Nella porzione della Torà di questa settimana, Terumà, al popolo ebraico, che si trova ancora nel deserto del Sinai, viene comandato di costruire il Mishkàn, il tabernacolo, un tempio portatile dentro il quale la presenza di D-o veniva rivelata.

Le pareti di questa struttura dovevano essere fatte di legno di acacia e rivestite d’oro.

Ci sono varie opinioni nei commenti su come i figli di Israele siano stati in grado di trovare legno di acacia nel deserto.

Rashì riporta la spiegazione del Midrash:

Da dove hanno ottenuto questi [alberi] nel deserto? Tanchuma spiegò che il patriarca Giacobbe aveva predetto, tramite ispirazione divina, che gli Israeliti avrebbero costruito il Santuario nel deserto, perciò egli aveva portato dei cedri in Egitto, e li piantò. Egli comandò ai suoi figli di prenderli con sé quando avrebbero lasciato quella terra» (Bereshìt Rabà 94).

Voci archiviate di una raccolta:
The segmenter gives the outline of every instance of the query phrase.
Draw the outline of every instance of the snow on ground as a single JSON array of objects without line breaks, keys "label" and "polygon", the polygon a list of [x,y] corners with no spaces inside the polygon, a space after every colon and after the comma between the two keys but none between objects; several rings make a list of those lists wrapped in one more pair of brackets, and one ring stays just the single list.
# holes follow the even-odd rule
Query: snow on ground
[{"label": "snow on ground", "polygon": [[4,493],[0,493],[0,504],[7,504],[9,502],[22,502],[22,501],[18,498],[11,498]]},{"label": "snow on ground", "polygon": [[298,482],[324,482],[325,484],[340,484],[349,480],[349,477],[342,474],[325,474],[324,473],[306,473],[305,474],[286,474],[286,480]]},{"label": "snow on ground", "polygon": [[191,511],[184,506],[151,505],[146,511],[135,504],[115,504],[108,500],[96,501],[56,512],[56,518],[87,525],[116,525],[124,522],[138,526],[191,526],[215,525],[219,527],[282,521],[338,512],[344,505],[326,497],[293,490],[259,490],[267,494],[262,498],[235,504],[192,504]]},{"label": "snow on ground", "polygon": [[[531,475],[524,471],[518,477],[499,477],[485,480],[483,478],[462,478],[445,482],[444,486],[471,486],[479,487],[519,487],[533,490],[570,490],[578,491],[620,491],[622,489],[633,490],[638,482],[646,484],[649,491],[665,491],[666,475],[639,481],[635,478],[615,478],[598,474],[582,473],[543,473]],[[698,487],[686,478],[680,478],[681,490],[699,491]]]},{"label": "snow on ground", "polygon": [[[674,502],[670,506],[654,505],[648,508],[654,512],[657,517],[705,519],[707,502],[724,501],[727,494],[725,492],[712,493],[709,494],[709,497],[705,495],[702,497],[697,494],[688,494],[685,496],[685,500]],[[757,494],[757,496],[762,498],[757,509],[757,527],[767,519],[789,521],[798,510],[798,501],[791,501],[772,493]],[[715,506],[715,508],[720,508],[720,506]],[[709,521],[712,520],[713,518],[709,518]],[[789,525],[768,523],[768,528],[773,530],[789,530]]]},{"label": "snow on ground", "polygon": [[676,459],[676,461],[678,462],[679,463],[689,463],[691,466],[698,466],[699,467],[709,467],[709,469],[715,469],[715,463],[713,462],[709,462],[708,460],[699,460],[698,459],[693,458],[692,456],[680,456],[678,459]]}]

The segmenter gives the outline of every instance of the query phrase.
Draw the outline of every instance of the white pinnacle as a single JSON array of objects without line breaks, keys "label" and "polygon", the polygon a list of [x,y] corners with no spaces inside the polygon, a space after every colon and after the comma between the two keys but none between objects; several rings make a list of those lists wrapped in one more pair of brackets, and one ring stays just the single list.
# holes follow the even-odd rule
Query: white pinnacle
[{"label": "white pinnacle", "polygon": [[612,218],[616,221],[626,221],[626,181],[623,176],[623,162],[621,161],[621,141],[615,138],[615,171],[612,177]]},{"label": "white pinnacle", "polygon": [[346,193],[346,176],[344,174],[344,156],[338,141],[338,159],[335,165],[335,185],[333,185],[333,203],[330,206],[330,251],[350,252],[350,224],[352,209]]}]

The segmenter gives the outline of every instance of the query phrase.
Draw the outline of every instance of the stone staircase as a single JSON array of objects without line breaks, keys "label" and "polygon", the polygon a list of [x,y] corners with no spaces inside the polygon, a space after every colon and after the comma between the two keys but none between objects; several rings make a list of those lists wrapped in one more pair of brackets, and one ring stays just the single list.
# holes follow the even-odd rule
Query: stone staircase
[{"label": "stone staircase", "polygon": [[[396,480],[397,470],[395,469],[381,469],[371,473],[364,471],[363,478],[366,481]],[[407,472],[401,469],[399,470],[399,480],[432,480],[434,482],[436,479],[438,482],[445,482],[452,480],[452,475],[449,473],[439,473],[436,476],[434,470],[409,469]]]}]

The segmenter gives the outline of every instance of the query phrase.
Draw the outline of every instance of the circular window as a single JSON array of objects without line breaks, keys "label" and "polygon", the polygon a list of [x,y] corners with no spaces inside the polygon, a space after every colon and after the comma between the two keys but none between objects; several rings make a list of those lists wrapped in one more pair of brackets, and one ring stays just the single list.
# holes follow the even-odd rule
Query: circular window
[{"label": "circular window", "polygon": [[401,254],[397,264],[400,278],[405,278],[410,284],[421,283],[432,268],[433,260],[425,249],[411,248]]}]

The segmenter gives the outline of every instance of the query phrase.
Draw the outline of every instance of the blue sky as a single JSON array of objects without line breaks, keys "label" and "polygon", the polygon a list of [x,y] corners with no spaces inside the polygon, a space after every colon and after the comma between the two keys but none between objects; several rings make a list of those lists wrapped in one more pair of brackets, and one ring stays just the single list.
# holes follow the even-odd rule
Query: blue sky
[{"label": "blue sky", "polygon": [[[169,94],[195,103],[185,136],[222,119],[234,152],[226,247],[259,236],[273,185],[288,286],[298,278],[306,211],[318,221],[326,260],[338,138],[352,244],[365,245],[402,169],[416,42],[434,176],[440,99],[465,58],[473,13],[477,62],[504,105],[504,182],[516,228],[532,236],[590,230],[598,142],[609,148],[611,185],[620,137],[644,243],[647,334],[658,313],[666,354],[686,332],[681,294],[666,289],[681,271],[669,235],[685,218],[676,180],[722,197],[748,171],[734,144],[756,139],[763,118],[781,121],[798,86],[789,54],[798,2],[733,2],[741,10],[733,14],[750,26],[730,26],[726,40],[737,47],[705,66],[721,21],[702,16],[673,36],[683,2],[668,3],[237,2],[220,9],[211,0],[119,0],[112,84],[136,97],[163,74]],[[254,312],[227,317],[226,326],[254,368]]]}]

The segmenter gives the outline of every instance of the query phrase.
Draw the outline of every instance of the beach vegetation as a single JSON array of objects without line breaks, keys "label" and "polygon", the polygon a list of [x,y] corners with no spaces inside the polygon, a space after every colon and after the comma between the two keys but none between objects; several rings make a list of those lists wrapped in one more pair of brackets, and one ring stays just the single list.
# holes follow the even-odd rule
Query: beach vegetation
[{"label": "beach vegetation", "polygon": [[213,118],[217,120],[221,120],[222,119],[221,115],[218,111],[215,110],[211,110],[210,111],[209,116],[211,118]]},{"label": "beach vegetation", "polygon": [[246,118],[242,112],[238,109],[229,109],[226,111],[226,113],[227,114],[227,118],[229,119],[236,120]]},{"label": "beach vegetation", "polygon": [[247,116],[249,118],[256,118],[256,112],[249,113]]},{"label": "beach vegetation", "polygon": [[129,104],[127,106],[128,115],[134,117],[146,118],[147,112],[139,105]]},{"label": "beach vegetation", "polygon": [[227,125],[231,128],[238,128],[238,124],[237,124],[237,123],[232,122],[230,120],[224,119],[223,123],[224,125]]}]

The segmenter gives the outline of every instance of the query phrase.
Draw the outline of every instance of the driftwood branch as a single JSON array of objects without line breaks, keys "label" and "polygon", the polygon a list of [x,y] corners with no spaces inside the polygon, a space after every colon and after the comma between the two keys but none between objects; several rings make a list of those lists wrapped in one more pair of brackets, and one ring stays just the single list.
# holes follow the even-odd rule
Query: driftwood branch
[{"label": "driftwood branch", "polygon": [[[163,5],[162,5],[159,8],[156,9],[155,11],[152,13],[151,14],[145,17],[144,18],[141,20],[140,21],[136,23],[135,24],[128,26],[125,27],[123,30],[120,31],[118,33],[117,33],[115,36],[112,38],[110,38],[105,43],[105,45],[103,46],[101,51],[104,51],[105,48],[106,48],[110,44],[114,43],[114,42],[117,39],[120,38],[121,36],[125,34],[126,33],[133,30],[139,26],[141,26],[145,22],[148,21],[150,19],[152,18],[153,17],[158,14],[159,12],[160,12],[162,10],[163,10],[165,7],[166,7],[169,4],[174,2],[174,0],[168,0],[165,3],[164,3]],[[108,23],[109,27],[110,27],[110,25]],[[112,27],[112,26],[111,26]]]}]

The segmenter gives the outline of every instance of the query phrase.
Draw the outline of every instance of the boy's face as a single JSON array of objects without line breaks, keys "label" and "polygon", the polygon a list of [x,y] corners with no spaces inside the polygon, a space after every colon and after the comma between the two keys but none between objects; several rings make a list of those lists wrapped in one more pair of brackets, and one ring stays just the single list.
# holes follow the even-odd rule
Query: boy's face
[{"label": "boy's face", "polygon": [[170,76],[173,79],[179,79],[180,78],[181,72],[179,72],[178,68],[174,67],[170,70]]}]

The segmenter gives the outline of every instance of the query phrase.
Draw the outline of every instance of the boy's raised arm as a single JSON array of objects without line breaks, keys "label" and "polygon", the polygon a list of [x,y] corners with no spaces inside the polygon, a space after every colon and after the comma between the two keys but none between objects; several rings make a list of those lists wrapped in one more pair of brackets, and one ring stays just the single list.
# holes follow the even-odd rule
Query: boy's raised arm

• **COMPITI DELL'ESERCIZIO**:
• A. Nel brano sul Mishkàn, di quale legno dovevano essere fatte le pareti della struttura e di che cosa dovevano essere rivestite?
• B. Raccogli ogni riga delle voci che contiene la stringa "pinnacle".
Il testo e le voci non hanno alcun legame tra loro.

• **RISPOSTE AI COMPITI**:
• A. Di legno di acacia, rivestite d'oro.

• B.
Draw the outline of every instance of the white pinnacle as a single JSON array of objects without line breaks, keys "label" and "polygon", the polygon a list of [x,y] corners with no spaces inside the polygon, a space after every colon and after the comma between the two keys but none between objects; several rings make a list of those lists wrapped in one more pair of brackets, and one ring stays just the single list.
Query: white pinnacle
[{"label": "white pinnacle", "polygon": [[612,218],[616,221],[626,221],[626,181],[623,176],[623,162],[621,161],[621,141],[615,138],[615,171],[612,177]]},{"label": "white pinnacle", "polygon": [[346,193],[346,176],[344,174],[344,156],[338,141],[338,159],[335,165],[335,185],[333,185],[333,203],[330,206],[330,251],[350,252],[350,224],[352,209]]}]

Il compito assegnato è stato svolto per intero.